Reproduce every line from the start of the rows up to and including the line with "[678,645,1348,896]", adding 29 to each bounding-box coordinate and leaving all other text unchanged.

::::::

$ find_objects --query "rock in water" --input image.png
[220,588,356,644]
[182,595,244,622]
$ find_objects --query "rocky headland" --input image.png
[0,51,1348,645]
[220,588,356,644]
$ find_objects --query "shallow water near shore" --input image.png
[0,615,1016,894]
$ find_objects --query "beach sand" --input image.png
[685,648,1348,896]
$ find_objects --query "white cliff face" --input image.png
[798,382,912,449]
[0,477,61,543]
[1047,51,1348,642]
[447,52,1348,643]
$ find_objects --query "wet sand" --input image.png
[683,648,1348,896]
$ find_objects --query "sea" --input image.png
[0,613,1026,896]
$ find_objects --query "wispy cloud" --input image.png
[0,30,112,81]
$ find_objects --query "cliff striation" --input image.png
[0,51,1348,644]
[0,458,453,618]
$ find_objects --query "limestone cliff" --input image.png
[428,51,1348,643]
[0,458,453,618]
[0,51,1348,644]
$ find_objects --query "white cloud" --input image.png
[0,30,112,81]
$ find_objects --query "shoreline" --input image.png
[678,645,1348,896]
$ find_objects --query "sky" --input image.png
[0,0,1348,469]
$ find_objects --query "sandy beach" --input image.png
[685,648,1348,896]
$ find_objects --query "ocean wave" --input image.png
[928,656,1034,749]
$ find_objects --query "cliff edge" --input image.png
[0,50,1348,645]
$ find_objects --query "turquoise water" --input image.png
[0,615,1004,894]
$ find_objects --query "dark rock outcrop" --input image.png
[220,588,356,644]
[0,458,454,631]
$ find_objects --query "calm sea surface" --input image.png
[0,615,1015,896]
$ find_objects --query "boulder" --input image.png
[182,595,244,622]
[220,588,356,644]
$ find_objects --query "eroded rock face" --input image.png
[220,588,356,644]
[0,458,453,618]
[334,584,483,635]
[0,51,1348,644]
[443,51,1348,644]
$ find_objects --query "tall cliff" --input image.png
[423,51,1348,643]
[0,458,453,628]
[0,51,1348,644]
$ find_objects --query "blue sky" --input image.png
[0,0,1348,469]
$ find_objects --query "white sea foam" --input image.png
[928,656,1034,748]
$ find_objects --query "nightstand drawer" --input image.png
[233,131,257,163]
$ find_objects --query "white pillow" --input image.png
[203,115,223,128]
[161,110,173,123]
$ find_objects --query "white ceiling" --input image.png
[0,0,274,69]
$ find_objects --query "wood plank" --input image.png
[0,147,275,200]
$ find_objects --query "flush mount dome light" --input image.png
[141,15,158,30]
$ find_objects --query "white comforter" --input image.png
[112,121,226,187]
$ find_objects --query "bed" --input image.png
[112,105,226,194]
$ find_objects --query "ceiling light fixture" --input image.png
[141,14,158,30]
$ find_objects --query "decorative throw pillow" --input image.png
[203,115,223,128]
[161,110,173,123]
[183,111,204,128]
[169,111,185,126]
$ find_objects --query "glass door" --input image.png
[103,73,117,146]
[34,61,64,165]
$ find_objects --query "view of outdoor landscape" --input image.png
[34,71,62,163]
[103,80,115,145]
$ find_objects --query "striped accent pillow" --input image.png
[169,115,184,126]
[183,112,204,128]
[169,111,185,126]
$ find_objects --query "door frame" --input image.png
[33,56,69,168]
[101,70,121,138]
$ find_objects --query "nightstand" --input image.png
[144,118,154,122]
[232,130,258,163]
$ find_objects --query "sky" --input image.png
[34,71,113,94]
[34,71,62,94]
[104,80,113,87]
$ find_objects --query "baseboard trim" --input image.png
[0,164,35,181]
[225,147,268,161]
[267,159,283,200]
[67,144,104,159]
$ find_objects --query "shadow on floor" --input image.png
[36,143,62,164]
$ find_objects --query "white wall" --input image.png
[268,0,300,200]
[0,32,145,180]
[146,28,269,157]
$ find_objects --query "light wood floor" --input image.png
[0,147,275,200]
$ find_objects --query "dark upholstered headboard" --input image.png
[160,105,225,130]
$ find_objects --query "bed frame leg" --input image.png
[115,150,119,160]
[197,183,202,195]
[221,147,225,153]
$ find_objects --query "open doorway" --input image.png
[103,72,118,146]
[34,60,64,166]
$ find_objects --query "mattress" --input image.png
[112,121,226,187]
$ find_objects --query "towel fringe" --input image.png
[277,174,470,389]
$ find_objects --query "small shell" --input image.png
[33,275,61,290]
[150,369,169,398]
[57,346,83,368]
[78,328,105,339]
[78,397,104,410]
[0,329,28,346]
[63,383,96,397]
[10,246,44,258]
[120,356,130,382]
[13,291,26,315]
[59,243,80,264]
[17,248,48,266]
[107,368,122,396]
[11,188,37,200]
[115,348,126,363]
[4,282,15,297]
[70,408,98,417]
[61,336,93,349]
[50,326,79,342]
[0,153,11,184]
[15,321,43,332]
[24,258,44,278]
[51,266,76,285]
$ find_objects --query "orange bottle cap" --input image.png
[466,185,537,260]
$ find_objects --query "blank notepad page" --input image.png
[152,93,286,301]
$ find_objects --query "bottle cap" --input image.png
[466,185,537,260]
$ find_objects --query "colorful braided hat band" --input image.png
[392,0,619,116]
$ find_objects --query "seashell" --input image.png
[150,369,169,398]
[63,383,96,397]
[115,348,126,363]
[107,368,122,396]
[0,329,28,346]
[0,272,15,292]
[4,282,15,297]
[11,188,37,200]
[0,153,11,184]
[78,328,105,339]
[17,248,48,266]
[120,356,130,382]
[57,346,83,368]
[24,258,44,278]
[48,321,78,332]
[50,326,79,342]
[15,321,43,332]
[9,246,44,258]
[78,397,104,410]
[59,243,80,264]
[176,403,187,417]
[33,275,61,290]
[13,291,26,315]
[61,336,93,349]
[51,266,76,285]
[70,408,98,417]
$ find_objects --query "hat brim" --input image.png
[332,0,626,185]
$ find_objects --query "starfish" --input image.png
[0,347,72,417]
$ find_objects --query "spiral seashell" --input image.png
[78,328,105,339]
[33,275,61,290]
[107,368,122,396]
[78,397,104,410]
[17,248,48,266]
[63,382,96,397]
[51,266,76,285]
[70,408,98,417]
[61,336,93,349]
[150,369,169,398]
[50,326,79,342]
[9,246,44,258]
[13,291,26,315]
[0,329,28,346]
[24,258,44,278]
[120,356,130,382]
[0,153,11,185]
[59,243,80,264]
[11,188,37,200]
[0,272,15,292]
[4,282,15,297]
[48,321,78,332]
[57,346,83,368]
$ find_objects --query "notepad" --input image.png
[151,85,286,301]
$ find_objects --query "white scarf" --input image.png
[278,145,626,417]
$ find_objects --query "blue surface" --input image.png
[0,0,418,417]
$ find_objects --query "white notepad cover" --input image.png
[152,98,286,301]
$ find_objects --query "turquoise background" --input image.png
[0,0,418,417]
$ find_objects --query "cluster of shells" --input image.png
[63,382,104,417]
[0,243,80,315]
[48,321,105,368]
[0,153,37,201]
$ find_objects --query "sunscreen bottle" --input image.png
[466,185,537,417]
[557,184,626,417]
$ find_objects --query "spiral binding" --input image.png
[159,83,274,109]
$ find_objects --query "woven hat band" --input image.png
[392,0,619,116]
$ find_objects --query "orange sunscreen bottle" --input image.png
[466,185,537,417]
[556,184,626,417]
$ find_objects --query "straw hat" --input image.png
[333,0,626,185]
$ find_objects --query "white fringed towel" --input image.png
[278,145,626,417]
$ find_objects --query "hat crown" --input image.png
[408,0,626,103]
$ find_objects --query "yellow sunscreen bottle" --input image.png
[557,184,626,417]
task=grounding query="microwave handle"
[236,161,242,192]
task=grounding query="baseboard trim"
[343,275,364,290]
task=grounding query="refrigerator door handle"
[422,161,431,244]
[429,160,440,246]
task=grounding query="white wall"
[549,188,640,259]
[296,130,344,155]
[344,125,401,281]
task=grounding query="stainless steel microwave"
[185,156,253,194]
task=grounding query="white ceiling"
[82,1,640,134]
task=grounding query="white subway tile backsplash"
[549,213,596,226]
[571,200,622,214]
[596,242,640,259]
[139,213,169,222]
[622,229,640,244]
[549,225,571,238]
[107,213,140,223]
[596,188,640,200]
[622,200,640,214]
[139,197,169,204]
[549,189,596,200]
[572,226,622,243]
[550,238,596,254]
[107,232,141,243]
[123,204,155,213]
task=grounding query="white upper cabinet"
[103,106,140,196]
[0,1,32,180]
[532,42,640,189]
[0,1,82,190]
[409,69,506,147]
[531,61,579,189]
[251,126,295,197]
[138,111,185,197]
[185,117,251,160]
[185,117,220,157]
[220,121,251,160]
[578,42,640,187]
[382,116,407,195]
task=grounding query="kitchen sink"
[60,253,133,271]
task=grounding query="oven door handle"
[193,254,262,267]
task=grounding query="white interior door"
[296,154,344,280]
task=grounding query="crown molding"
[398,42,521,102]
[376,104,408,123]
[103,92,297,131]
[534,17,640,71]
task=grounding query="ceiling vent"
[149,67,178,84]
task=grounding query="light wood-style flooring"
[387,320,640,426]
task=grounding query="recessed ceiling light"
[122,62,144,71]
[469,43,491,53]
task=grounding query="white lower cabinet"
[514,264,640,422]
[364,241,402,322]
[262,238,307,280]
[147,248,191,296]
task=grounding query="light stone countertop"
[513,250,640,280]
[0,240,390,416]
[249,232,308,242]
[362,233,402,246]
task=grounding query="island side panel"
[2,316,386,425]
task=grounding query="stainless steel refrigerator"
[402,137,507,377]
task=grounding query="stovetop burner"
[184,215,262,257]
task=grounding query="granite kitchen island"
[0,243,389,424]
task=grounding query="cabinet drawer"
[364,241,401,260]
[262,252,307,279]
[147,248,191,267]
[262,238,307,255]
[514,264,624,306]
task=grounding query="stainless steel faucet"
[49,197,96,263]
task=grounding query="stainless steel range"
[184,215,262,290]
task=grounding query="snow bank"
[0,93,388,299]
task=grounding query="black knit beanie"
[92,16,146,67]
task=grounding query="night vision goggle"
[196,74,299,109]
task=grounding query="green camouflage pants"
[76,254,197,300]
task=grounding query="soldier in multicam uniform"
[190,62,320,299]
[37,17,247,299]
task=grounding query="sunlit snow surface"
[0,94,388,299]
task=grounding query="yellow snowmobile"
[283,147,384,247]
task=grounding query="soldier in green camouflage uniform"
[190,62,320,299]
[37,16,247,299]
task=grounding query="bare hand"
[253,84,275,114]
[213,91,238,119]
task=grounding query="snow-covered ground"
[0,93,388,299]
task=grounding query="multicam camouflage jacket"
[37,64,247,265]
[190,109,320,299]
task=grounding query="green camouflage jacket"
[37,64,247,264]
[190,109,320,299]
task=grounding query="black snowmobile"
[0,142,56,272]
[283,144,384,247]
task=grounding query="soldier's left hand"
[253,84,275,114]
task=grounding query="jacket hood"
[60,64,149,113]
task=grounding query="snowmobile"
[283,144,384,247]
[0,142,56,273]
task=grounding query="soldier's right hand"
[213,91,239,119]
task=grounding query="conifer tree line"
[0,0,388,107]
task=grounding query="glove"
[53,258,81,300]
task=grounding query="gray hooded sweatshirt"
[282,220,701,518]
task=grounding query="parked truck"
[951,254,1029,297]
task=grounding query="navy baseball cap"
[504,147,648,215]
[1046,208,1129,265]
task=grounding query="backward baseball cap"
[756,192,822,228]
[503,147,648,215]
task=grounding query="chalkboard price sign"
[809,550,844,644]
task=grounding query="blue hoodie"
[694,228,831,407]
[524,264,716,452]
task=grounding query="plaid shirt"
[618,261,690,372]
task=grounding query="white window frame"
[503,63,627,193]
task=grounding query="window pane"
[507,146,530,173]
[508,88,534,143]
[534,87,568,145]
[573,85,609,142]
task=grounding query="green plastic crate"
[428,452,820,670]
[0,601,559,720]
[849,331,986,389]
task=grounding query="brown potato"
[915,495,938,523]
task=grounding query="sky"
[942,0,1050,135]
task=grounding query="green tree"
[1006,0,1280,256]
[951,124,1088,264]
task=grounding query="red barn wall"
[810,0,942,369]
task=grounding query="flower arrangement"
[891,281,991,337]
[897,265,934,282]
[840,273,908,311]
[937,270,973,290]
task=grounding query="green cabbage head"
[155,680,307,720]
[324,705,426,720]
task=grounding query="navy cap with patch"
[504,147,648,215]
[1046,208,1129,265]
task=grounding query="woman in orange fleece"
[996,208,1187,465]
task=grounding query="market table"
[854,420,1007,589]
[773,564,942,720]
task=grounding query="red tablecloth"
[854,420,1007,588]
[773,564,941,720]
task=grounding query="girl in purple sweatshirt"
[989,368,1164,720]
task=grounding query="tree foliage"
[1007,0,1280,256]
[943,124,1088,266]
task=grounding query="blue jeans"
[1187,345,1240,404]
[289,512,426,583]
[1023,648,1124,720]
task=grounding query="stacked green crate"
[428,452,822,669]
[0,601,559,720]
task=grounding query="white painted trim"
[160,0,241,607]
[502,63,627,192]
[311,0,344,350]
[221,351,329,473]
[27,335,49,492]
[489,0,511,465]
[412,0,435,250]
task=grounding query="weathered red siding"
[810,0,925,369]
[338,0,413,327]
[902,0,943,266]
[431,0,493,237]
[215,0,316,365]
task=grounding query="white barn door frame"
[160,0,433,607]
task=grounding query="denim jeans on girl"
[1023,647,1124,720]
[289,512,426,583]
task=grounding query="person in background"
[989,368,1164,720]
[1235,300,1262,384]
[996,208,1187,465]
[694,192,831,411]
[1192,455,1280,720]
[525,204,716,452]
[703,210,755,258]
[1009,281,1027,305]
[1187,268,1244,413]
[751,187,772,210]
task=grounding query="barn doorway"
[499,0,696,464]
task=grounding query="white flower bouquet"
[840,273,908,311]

::::::

**Written answer**
$ find_objects --query "rock in water" --input image.png
[249,617,385,673]
[211,624,273,651]
$ find_objects --query "rocky headland" --input image.png
[29,80,1377,674]
[249,617,385,673]
$ find_objects --query "shallow water near shore" --input image.png
[29,644,1045,923]
$ find_objects --query "beach sand" --input image.png
[714,677,1377,925]
$ find_objects --query "white cliff face" --input image.png
[827,411,941,478]
[29,506,90,572]
[1076,80,1377,671]
[476,81,1377,672]
$ find_objects --query "wet sand" --input image.png
[712,677,1377,925]
$ find_objects --query "sea" --input image.png
[29,642,1055,925]
$ find_objects --query "wispy cloud" --input image.png
[29,59,141,110]
$ find_objects --query "cliff striation" --input image.png
[29,80,1377,673]
[29,487,482,647]
$ find_objects --query "limestone cliff" --input image.png
[457,80,1377,672]
[29,487,482,647]
[29,80,1377,673]
$ find_objects --query "white cloud" --input image.png
[29,59,141,110]
$ find_objects --query "shoreline" --input image.png
[707,674,1377,925]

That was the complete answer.